[Listed records — start]

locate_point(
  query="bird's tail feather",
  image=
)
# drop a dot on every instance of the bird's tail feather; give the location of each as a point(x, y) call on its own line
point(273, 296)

[Listed records — finish]

* **Instructions for the task**
Please print the data above exactly as it appears.

* **Output below**
locate_point(
  query="bird's tail feather",
  image=
)
# drop a dot on every instance of the bird's tail feather; give the location of each as a point(x, y) call on its own line
point(273, 296)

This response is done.